_Work to complete:_
Repeat every line of the material, character for character.
Source data START
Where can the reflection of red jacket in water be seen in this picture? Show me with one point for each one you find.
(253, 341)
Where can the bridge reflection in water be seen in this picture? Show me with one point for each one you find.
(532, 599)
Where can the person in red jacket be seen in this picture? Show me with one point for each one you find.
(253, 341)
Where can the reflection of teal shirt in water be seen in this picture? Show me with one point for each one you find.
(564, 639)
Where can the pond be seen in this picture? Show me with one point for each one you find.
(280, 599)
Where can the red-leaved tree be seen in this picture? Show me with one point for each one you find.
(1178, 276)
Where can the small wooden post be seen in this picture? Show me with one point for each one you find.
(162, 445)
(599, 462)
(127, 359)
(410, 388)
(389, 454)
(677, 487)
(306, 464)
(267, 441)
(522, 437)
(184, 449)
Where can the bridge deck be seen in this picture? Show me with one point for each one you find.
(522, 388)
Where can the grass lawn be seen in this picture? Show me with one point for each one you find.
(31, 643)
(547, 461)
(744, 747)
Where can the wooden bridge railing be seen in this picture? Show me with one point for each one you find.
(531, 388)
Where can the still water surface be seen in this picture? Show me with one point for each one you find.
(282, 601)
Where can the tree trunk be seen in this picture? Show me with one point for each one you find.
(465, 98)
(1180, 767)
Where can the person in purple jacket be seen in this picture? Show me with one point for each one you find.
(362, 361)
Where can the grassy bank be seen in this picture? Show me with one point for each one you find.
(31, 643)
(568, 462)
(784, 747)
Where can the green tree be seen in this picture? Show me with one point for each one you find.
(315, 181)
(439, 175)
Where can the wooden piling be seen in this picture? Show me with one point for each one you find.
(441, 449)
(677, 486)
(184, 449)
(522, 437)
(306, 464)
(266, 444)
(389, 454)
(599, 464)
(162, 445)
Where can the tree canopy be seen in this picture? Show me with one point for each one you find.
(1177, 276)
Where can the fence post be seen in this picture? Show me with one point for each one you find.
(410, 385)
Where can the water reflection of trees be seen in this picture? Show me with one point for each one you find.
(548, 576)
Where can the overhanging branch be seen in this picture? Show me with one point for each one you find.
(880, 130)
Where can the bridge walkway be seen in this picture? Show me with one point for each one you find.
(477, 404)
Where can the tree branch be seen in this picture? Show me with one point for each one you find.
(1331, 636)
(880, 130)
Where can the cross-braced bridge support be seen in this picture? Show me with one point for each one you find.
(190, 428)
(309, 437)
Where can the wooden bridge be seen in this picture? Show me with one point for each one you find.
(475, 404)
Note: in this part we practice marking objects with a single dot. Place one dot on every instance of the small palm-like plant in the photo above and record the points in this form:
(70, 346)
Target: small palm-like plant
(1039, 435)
Source data END
_Task result:_
Where can the reflection of red jacket in water be seen in this picture? Show me with one point for each one you find.
(253, 341)
Where can the bridge reflection in water be seen in this picture? Show me with one point for each one you find.
(532, 599)
Where can the person in red jacket be seen in this picture? Show me with one point for each one you find.
(253, 341)
Where can the reflection of teal shirt in water be seen in this picture? Show me with one point for each one you find.
(564, 639)
Where can the pond be seen in this picture? Show me with one point for each one you find.
(280, 599)
Where can the red-leaved tree be seen in this picture? Show me with one point for each one you find.
(1178, 276)
Where can the small wooden post be seen in this picture? Show me with one point for each one you find.
(162, 445)
(599, 462)
(127, 359)
(410, 388)
(389, 454)
(677, 487)
(306, 464)
(267, 441)
(522, 437)
(184, 449)
Where can the bridge deck be seen in this picture? Show me with one point for each one you find.
(522, 388)
Where can the grass lawn be seen in this picture? Show me with one point for each one you find.
(31, 643)
(547, 461)
(744, 747)
Where can the wooden bridge railing be seen in this picture? Show me with one point for each one you find.
(531, 388)
Where can the still water surface be seen in this picture? Show me with one point for each one you find.
(282, 601)
Where can the tree trunk be seen in this picture? Show me with one point for each one you find.
(465, 98)
(1180, 767)
Where can the person in purple jacket be seen in this picture? Show me with one point for each one you find.
(362, 361)
Where can the grassy bank be seen in this picture? Show me with one point for each one you find.
(31, 643)
(568, 462)
(784, 747)
Where can the green tree be seen in this picture? Show me with one point for each one you find.
(315, 181)
(439, 175)
Where can the wooden piling be seen in this picture? Show me with one point for each one you find.
(441, 449)
(677, 486)
(184, 449)
(522, 437)
(306, 464)
(266, 444)
(389, 454)
(599, 464)
(162, 445)
Where can the tree canopy be seen in this picture? Show me with one point for each one you find.
(1177, 276)
Where can the fence post be seen in this picture? Show me with one point for each one you find.
(410, 385)
Where can the water reflection of trees be seen in this picture? Show me with one point for each one you find.
(548, 576)
Where can the overhanging branch be seen in this picture? Show me with one point for each one you find.
(880, 130)
Where can the bridge walkway be seen in this picture? Show me with one point for each one you find.
(477, 404)
Where can the tree branch be seen in this picture? Show me with one point for each one you find.
(1331, 636)
(880, 130)
Where can the cross-braced bridge support be seen in this picture? Show me with one point for each one you find.
(190, 428)
(309, 437)
Where can the wooden bridge be seen in this picture? Show me with one point for each one you find.
(475, 404)
Note: in this part we practice marking objects with a single dot. Place one dot on every instance of the small palm-like plant in the photo above and record the points in this form:
(70, 346)
Target: small palm-like plant
(1039, 435)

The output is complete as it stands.